### [The problem]
The lines to be copied run from the one containing "the navy football" to the end of the material below; reproduce them exactly, including both ends, and nothing more.

[Rows from a dataset]
* * * * *

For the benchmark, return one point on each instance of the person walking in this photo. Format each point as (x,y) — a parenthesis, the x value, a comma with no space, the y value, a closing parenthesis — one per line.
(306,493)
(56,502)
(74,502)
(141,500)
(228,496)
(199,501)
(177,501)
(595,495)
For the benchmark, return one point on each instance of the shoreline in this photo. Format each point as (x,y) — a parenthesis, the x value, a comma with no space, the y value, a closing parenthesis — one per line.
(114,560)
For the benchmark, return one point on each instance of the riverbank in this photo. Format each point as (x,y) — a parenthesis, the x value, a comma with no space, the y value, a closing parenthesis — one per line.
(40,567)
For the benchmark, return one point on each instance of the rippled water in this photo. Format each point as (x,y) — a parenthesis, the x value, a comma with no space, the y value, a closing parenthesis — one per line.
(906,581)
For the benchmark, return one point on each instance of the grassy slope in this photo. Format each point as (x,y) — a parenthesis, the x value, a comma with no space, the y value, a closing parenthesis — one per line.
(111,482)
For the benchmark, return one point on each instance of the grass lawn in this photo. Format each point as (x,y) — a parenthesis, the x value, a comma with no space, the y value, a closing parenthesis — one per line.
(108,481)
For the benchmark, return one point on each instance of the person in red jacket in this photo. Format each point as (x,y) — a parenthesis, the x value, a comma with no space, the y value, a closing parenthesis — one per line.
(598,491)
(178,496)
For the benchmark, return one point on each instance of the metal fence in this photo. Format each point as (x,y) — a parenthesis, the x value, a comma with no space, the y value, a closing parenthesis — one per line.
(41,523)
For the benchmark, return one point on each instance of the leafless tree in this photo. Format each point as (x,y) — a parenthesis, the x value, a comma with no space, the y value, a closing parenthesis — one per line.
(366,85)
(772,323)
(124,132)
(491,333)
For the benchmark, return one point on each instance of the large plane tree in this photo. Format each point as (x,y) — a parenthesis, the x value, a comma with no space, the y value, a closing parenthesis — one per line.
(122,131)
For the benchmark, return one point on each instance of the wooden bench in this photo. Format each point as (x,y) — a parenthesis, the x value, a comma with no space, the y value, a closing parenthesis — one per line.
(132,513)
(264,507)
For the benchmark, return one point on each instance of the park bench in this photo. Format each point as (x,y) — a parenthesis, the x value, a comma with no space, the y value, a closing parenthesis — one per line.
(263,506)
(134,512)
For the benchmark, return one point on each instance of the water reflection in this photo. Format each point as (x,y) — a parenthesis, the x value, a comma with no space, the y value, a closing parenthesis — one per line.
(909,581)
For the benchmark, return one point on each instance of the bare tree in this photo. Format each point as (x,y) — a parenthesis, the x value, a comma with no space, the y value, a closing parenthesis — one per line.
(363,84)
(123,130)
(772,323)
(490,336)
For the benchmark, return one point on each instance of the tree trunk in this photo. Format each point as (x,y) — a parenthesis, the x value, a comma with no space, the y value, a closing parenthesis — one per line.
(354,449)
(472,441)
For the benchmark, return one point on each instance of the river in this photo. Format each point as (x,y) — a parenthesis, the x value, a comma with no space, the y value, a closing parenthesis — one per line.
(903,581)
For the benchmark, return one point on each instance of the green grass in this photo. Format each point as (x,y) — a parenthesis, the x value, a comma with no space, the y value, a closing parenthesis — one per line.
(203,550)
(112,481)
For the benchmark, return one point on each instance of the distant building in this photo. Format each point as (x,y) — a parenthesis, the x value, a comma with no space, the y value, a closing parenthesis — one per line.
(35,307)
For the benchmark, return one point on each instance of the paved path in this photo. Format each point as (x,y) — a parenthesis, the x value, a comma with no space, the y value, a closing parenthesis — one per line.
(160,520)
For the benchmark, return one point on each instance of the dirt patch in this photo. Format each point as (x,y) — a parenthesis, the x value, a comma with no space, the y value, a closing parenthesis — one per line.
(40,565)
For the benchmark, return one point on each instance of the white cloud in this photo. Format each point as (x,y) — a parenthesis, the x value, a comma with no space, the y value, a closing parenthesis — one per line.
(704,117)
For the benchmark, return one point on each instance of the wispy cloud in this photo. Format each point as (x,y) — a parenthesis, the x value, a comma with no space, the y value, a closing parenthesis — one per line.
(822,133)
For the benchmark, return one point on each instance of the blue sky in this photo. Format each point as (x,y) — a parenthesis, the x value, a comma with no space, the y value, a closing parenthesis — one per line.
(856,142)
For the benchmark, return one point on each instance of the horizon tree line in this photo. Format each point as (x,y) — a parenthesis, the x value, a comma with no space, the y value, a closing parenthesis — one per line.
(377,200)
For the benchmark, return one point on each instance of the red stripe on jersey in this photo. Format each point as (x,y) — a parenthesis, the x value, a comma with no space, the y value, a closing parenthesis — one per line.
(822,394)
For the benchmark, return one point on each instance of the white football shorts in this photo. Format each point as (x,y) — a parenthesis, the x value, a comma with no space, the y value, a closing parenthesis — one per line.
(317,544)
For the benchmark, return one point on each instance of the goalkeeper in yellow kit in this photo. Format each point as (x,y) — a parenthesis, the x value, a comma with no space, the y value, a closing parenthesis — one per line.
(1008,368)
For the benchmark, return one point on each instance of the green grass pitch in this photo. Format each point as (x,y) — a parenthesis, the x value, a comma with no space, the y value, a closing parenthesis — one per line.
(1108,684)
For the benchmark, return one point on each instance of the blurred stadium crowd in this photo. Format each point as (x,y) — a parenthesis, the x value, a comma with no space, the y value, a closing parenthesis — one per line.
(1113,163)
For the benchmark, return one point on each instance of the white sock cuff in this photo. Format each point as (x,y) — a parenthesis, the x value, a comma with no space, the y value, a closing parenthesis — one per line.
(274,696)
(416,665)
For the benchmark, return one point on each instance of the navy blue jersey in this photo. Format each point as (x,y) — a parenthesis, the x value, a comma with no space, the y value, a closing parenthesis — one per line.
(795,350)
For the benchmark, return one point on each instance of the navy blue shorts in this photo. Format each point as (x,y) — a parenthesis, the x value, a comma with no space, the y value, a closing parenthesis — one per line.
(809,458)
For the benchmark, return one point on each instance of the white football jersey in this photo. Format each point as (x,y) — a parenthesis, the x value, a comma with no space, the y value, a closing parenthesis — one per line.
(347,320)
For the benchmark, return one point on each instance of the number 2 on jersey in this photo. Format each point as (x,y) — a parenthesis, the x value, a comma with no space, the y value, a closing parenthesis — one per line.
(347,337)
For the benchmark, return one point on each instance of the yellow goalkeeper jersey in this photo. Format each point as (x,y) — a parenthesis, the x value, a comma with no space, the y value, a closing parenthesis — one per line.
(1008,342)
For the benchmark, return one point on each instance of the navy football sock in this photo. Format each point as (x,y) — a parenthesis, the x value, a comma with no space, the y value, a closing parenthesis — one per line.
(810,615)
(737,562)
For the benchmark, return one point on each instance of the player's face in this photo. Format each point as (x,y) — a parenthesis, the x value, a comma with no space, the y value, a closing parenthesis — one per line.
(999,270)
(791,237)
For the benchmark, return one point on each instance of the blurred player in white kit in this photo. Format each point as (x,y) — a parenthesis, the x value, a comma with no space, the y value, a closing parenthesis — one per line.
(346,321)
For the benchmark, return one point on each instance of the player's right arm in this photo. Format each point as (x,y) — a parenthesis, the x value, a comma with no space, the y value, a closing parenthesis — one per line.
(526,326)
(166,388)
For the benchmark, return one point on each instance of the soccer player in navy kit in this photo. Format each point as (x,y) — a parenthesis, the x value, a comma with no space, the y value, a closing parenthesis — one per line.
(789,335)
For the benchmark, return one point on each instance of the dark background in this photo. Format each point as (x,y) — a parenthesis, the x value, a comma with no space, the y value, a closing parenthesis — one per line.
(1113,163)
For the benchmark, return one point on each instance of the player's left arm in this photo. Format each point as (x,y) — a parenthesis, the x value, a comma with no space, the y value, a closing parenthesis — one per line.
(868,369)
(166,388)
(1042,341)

* * * * *

### [Final result]
For the benchmark, return one point on each instance of the navy football sock in this photo. Format each point as (x,y) — a parenthesis, the x value, a comma with no space, the y value, a closing parenthesis — one per line.
(810,615)
(737,562)
For the benchmark, return one point on each instance of the player's face in this photo. Format each point as (x,y) — a parenthesis, the x value, a comma with no space, the y value, a closing parenthesis — one per line.
(999,270)
(791,237)
For the benchmark, return one point on each instance of the blurred player in white kit in this photo. Format each point as (x,y) — a parenthesis, the x value, a comma with no space, the y value, a closing parenthesis — one per line.
(346,321)
For the benchmark, return one point on each instance of the player's right arm in this photo. Format each point as (x,y) — a parenthesis, the x value, a comma with no space, the y value, a closing parenthesis — one per line.
(526,326)
(166,388)
For the benchmark, return one point on each instance of the soccer player in navy kit in this photo. Format each point as (x,y) — a parenthesis, the x value, a comma with no space, the y value, a closing parenthesis — one per line.
(789,335)
For the benchmark, return one point on each instance of the dark background in this photo. Format each point as (x,y) — a parenthesis, the x value, a comma with no space, the y value, a closing parenthesis — one per line.
(1113,163)
For the benchmark, return one point on each instance of the player's left arm in this photo. Format each point as (x,y) — a parenthesis, the x value, a comma with no space, the y value, a closing parenthesis — one per line.
(868,369)
(166,388)
(1042,341)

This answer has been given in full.